# Extract start
I can actually advise on the formation of some sort of organization (a
foundation or ministry is the best kind, but a private trust is also a good
option) into which ownership of one's collection can go, with instructions
for continuity of the collection (or dispersal) after one's demise.

If anyone is interested, please contact me privately.  I work on a donation
basis through my law ministry.

Sellam

On Tue, Oct 18, 2022 at 1:49 PM Tomasz Rola via cctalk <
cctalk@classiccmp.org> wrote:

> On Tue, Oct 18, 2022 at 12:12:16PM -0500, John Foust via cctalk wrote:
> > At 09:15 AM 10/18/2022, Ethan O'Toole via cctalk wrote:
> > >>Own your land.
> > >>Museum or individual.
> > >
> > >You never own your land. They can always take it.
> >
> > Far more probable than someone taking your property?  Wanting to give it
> up.
> > Needing to give it up.  Or your death, and then someone else wants and
> needs
> > to get rid of it.
> >
> > A year ago today, someone made a great offer on my office building and I
> had
> > less than 30 days to move out 30 years and 4,500 square feet of crap.
> > I managed to down-size into about 1,500 square feet.
>
> Some time ago I gave an advice to this group. Ok, it was half tongue
> in cheek, but the more I read this thread, the more it seems like the
> only viable way for classic hobbists. I.e. it looks not as stupid as
> depending on goodwill of some future people, benevolence of the rich
> etc.
>
> Basically, my advice was to make a friend for c-tech, either have a
> friend in government or a friend in some well established church.
# Extract end
**Exercises to complete**
- a) For the email, decide whether each statement below agrees with it: (i) Sellam calls a private trust the best kind of organization for holding a collection; (ii) John Foust had less than 30 days to clear out his office building; (iii) Sellam charges a fixed fee for advice. Answer yes or no for each and quote the words that settle it.
- b) Name every person the email shows as the writer of some part of it.
# Supplied information start
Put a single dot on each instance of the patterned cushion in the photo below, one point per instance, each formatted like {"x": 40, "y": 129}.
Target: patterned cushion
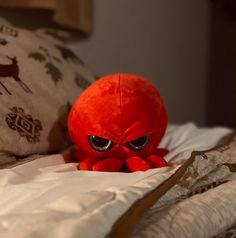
# Supplied information end
**Worked solutions**
- a)
(i) No: "a foundation or ministry is the best kind, but a private trust is also a good option"
(ii) Yes: "less than 30 days to move out 30 years and 4,500 square feet of crap"
(iii) No: "I work on a donation basis through my law ministry."

- b)
Sellam
Tomasz Rola
John Foust
Ethan O'Toole